*PROBLEM 1*
Please translate this sentence from the Helios Nutrition thread into Spanish: "Keep in mind this is NOT the same as becoming a client."
*PROBLEM 2*
Retype the stretch of the Helios Nutrition thread from "## Helios (Mar" through "you out anyways!".
*PROBLEM 3*
In the Helios Nutrition thread, which unit is preferred for height?

BEGIN TEXT SHOWN

# Diet Critiques from Helios Nutrition



## Helios (Mar 21, 2013)

Hey Gang.  So we here at Helios want all of you to meet your fitness and nutrition goals.  We are aware that not all of you can afford to pay for our services right off the bat, but we would like to help you out anyways!

In this thread you guys can post up your diets, goals, stats, etc and Spongy or Manny will give you honest feedback and suggestions.  Keep in mind this is NOT the same as becoming a client.  We are just here to give you some suggestions and feedback, nothing more.  We will point you in the right direction, but beyond that is reserved for clients alone.

Please use the following format:

Age
Weight (lbs preferred)
Height (inches preferred)
BF% or approx BF% (important!)

Goal

Days you train and muscle groups

Diet

Cycle

so for example, it would look like this...

Age: 27
Weight: 245.4
Height: 70"
BF%: 16.72%

Goal: Cut, 210lbs 10%

Monday - Chest, Cardio
Tuesday - Back
Wednesday - Off, Cardio
Thursday - Legs
Friday - Shoulders, Cardio
Saturday - Arms
Sunday - Off

Diet:

Meal 1 
14 Egg Whites
1/2 Cup Blueberries
1/2 Cup Oatmeal (dry)

END TEXT SHOWN
BEGIN DATASET RECORDS

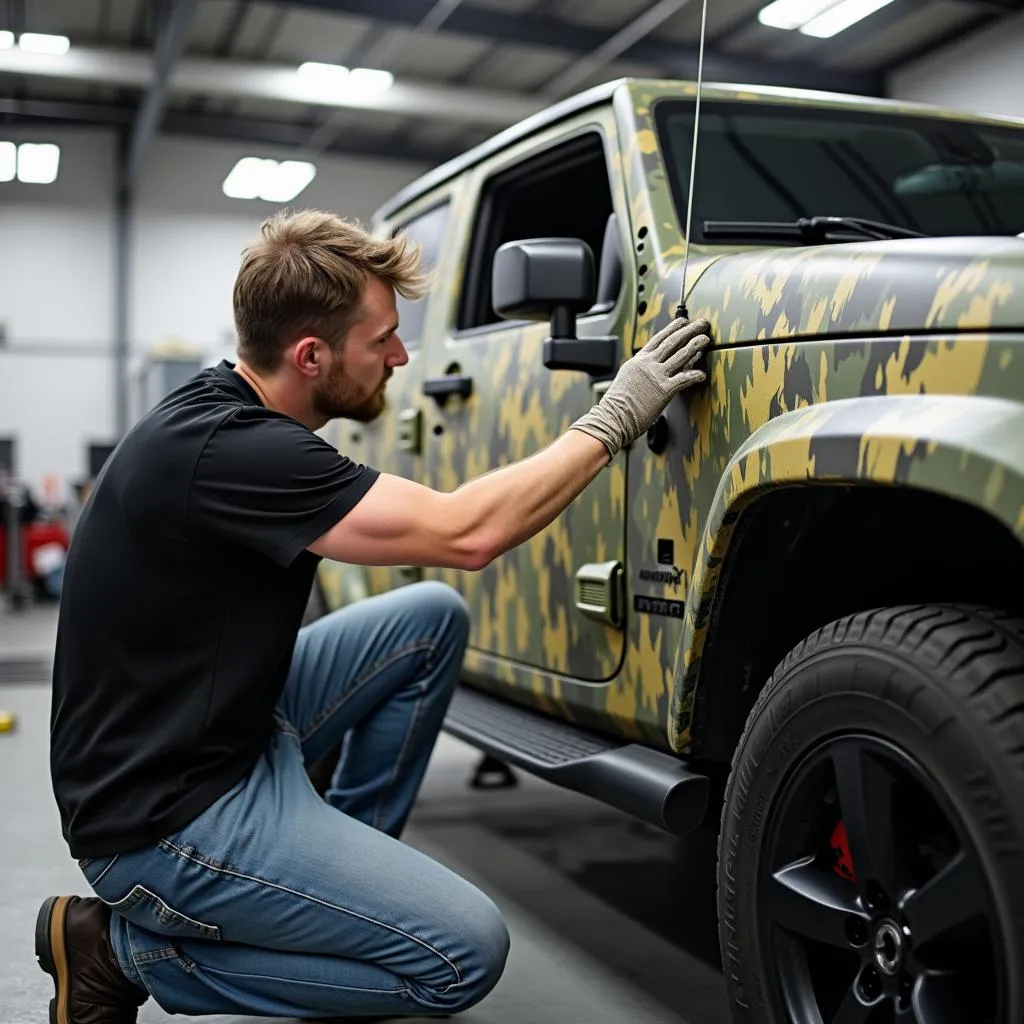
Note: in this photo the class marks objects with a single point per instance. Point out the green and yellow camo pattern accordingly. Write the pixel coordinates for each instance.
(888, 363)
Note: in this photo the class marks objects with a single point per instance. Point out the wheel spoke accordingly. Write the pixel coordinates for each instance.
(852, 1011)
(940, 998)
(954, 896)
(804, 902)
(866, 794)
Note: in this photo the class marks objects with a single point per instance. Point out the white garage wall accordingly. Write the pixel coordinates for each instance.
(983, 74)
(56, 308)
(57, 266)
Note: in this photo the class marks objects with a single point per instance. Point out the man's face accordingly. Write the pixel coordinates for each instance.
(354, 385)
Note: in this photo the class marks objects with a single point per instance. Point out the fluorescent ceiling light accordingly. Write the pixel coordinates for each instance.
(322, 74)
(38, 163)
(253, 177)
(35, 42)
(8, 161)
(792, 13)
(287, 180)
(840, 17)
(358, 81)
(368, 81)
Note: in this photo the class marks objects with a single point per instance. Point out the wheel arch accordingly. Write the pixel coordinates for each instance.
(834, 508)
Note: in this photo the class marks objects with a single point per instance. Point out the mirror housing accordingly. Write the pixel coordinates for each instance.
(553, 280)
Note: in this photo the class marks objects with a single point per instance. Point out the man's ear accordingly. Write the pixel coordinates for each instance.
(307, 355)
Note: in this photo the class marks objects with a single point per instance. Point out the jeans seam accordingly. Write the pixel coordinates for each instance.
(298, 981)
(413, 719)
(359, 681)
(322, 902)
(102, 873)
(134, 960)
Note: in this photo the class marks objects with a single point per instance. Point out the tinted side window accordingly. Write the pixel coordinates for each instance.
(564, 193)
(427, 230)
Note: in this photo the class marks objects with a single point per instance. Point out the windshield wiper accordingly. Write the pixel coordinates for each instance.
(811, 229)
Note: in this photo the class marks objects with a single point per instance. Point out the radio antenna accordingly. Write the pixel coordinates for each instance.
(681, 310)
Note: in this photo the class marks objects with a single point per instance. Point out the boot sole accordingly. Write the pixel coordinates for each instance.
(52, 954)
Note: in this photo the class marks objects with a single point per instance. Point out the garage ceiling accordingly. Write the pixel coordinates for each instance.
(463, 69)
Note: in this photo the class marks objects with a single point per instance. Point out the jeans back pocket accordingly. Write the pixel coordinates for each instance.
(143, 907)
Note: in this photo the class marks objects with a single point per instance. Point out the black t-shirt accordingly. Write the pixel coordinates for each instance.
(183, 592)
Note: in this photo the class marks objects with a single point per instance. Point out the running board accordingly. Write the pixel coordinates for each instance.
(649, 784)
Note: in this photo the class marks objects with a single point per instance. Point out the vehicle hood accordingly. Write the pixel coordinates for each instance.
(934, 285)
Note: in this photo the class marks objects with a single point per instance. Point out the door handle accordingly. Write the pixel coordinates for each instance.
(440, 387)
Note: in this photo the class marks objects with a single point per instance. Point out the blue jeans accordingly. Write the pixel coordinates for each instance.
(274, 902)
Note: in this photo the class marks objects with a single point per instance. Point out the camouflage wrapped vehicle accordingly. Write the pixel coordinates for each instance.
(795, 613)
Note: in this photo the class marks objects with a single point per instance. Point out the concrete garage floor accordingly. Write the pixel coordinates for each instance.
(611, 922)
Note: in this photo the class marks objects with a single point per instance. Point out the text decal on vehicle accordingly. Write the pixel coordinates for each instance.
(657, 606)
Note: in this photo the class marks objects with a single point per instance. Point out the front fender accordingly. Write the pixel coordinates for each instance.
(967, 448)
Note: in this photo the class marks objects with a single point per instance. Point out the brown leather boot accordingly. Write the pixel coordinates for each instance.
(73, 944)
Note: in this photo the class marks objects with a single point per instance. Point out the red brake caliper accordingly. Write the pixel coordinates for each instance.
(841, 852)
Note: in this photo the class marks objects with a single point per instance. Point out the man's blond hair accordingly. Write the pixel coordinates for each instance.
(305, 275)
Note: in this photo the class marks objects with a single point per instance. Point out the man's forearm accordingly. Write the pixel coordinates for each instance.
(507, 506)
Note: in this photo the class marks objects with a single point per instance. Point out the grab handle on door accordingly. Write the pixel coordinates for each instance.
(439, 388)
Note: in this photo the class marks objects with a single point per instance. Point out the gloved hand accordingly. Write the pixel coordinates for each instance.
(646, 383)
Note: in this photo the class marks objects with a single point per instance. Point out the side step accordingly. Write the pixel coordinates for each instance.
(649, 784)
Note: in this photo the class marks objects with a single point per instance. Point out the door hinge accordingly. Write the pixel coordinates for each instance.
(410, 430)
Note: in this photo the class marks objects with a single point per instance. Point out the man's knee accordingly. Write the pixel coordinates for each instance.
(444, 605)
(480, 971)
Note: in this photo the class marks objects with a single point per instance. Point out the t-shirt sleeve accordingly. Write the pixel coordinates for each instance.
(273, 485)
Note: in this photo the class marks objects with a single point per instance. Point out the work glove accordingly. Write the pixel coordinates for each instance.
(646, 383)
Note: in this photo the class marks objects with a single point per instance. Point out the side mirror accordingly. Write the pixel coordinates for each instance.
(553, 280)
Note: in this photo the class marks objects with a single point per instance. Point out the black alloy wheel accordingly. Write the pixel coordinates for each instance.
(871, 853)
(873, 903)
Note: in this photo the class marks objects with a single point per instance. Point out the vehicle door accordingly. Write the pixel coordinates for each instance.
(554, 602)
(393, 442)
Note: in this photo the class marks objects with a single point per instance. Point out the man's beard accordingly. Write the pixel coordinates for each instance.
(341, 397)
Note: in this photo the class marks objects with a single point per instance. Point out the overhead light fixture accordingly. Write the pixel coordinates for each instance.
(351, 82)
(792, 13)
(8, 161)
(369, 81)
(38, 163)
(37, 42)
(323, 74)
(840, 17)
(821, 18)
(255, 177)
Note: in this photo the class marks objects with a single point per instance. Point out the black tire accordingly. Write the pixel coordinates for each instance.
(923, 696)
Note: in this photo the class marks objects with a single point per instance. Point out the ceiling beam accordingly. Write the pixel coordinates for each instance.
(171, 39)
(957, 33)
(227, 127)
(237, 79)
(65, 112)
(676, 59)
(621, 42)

END DATASET RECORDS

*ANSWER 1*
Ten en cuenta que esto NO es lo mismo que convertirse en cliente.

*ANSWER 2*
## Helios (Mar 21, 2013)

Hey Gang.  So we here at Helios want all of you to meet your fitness and nutrition goals.  We are aware that not all of you can afford to pay for our services right off the bat, but we would like to help you out anyways!

*ANSWER 3*
Inches.